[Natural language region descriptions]
_____
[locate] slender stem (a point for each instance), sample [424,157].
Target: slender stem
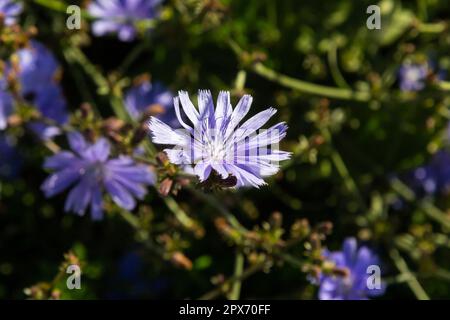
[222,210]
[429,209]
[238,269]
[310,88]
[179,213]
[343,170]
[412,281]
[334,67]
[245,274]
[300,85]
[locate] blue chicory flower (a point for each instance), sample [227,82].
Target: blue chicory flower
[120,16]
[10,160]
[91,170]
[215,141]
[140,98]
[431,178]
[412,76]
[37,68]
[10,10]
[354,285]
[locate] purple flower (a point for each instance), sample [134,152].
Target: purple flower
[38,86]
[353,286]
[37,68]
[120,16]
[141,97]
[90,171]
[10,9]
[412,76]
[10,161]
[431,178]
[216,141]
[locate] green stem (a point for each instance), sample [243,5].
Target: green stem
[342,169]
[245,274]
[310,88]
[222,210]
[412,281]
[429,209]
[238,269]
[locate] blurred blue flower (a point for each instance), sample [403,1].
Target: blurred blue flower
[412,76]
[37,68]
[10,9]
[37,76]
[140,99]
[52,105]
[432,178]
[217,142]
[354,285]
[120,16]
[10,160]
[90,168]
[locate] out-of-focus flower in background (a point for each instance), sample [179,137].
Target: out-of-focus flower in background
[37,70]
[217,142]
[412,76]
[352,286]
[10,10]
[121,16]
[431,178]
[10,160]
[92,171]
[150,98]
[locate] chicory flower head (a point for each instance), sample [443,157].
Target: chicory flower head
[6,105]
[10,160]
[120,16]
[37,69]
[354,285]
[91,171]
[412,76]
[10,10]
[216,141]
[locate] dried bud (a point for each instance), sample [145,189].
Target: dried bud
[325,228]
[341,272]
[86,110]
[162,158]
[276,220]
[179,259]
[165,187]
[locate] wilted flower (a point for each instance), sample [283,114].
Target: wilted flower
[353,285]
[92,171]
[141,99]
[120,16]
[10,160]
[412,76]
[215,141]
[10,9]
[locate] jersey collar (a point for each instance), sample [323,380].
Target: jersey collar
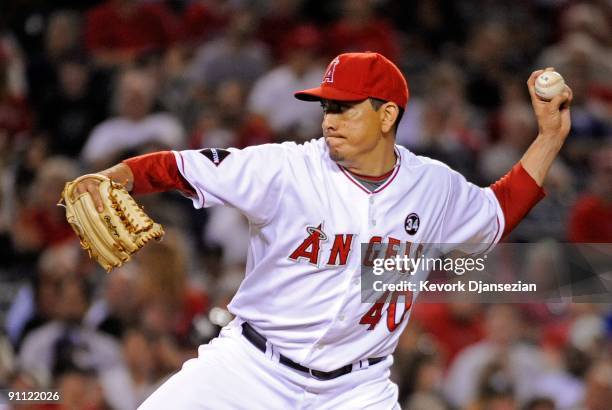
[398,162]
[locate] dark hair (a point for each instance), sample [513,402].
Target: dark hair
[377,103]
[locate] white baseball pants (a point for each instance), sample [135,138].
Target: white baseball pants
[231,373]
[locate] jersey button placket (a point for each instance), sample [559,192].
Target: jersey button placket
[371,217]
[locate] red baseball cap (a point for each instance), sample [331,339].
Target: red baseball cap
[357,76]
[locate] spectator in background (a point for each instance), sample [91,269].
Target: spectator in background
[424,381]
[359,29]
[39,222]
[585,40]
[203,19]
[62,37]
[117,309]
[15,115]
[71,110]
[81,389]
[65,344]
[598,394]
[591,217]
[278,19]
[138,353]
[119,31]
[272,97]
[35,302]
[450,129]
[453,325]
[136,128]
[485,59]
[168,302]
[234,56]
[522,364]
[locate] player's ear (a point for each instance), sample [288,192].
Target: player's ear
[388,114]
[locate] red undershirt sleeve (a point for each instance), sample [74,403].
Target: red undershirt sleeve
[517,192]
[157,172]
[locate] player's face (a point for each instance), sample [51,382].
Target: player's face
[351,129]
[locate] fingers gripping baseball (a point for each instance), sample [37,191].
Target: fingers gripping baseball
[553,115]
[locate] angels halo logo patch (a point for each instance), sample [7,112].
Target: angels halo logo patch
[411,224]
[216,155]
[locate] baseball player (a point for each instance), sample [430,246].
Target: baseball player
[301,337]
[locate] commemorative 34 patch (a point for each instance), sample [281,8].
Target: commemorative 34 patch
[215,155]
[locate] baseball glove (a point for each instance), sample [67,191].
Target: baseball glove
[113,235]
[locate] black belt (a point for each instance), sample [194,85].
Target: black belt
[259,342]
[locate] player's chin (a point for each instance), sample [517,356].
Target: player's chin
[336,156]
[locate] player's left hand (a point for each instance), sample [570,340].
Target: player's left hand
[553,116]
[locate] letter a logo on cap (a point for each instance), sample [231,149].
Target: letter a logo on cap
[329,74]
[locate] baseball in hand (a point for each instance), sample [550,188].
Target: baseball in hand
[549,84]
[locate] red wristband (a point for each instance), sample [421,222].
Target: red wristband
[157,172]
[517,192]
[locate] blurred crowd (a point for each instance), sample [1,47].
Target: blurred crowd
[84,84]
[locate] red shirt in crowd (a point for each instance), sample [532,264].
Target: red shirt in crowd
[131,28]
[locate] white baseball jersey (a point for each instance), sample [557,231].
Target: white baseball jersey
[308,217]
_____
Using the entries above, restate word for word every line from the one that contains "[locate] player's face" through the last.

[locate] player's face (a point for each instance), sample [51,382].
Target: player's face
[351,129]
[locate] fingers gripping baseball (a point for each instance), sample [37,191].
Target: fingers gripping baseball
[553,115]
[locate] angels halo logo patch (a point for each instance), sample [7,112].
Target: angels halo logo patch
[411,224]
[216,155]
[locate] baseball player (a point for each instance), sample [430,246].
Target: baseball player
[301,337]
[locate] commemorative 34 patch (a point for each instance), sample [281,8].
Target: commemorative 34 patch
[215,155]
[locate] baseball glove (a point for each instance), sample [67,191].
Target: baseball glove
[113,235]
[locate] black belt (a point for each instance), sample [194,85].
Target: black belt
[259,342]
[locate] player's chin (a point for each instance), sample [517,356].
Target: player's chin
[336,156]
[locate] player's left hand (a point for each instance), sample [570,340].
Target: player's left hand
[553,116]
[locate] letter a logo on cap (a point for each instance), sample [231,149].
Target: letter a logo on cap
[329,74]
[locate] baseball in hand (a point for each instance), sample [550,188].
Target: baseball in hand
[549,84]
[locate] red wristband (a point for each instance), sample [421,222].
Target: red wristband
[157,172]
[517,192]
[locate] blurred crowd (a point for each instance), sample [1,47].
Target: blurred crowd
[84,84]
[locate] red shirt in crowd (a point for each instance), sample [532,264].
Target: red shirt in crowd
[131,28]
[locate] white baseball jersey (a point for each instance), sample [557,231].
Target: white baseball jersey
[308,217]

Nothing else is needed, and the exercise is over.